* _DATA LISTING_:
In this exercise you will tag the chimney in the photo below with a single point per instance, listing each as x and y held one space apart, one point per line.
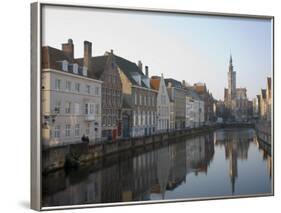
140 65
87 54
146 71
183 83
68 49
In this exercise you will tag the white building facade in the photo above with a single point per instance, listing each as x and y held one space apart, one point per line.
163 104
194 111
71 105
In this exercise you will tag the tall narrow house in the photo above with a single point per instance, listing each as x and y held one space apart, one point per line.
139 99
163 103
71 99
105 69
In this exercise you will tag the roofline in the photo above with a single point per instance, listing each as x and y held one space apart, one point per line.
71 74
144 88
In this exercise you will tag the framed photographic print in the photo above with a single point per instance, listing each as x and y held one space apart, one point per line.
140 106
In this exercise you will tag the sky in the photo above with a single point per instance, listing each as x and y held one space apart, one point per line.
194 48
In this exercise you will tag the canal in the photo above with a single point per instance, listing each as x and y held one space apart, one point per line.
221 163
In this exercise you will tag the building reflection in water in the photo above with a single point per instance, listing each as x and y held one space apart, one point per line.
154 172
236 144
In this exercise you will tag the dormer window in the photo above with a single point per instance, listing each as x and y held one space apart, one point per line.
65 65
85 71
75 68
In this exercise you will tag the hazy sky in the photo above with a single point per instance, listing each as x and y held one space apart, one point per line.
189 47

* _WHAT THE TASK REQUIRES_: Return all of the entries exactly as written, but drop any pictures they hold.

* _EXERCISE SOLUTION_:
In this exercise you will tag the chimney in the photo below with a single point per instance, listing each as x and y held one space apart, one point per line.
140 65
87 54
146 71
183 83
68 49
In this exercise you will tag the white building facade in the photo above with a single point per instance, listing each as x and y held one space apart, one point per line.
163 104
194 111
71 105
In this exercise you will tag the tall narrow house in the photo above with a single point per instance, listing each as x and y held one space apart, one point per line.
139 99
163 103
71 99
105 69
In this exercise you will tag the roofline in the photo above with a single point per instance, listing each as x and y held one space apart, one point per line.
71 74
144 88
In this exercise you will tag the framed photographic print in the photo above with a single point per instance, listing each as x and y held one space apart, one point per line.
140 106
In this exercise you will tag the sky in the photo above with a single point per instance, listing each as x and y held one space apart, one point per line.
194 48
In this exercise you will tag the canal in the photo above with a single point per instance, listing each as x and y held one space apart, one point per line.
221 163
In this exercise you will tag the building reflection in water in the photo above with a single point per instance, listing each as x and y held one space apart, one point per line.
154 172
236 144
In this exercise you will tag the dormer window in the photo above with a single point per instance, listing each as x and y held one space apart, one point per line.
65 65
85 71
75 68
In this exercise you will tag the hazy sky in the photo above with a single point per instance, listing each as x and y held one space apart, one point per line.
189 47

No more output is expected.